## Records from a collection

----

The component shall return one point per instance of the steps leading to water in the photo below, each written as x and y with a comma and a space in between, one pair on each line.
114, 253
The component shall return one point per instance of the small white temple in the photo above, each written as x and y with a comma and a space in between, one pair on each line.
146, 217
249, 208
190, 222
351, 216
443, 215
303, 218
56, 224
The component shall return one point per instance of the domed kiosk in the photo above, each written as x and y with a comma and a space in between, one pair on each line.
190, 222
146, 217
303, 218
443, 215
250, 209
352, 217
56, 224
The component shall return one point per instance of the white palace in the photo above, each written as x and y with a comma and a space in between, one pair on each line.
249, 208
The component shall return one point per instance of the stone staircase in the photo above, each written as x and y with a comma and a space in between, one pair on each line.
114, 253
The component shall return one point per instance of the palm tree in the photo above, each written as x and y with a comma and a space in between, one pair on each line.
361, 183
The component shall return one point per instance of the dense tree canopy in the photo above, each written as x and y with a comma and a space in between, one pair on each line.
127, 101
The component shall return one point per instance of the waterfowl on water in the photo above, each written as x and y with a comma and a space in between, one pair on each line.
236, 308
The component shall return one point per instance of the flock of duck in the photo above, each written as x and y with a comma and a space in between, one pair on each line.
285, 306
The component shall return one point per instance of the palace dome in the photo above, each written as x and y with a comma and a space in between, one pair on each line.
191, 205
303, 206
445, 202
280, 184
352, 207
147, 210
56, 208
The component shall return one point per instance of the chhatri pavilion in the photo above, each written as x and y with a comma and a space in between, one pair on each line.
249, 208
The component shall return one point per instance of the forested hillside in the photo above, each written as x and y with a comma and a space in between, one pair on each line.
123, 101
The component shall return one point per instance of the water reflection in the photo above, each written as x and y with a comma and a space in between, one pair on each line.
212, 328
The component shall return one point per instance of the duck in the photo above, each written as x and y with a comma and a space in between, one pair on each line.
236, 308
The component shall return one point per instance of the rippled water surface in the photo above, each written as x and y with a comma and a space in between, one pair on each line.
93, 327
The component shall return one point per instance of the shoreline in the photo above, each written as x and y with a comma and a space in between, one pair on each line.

----

## Written task
Reprint, word for word, the part of the data that opens with the line containing "The component shall return one point per instance of the duck" and runs through the end of the data, with both ends included.

## Exercise response
The component shall return one point per instance of the duck in the photo above, each written as x and y with a comma and a space in between, one pair on each line.
236, 308
The component shall return one point per instance of the rippled water surface in the photo above, each written as x and y with a comma and a space in between, one pair on each line.
93, 327
The component shall return one point per instance of the shoreline in the photo above, each written as x and y with a comma and a space in between, one pair on each line.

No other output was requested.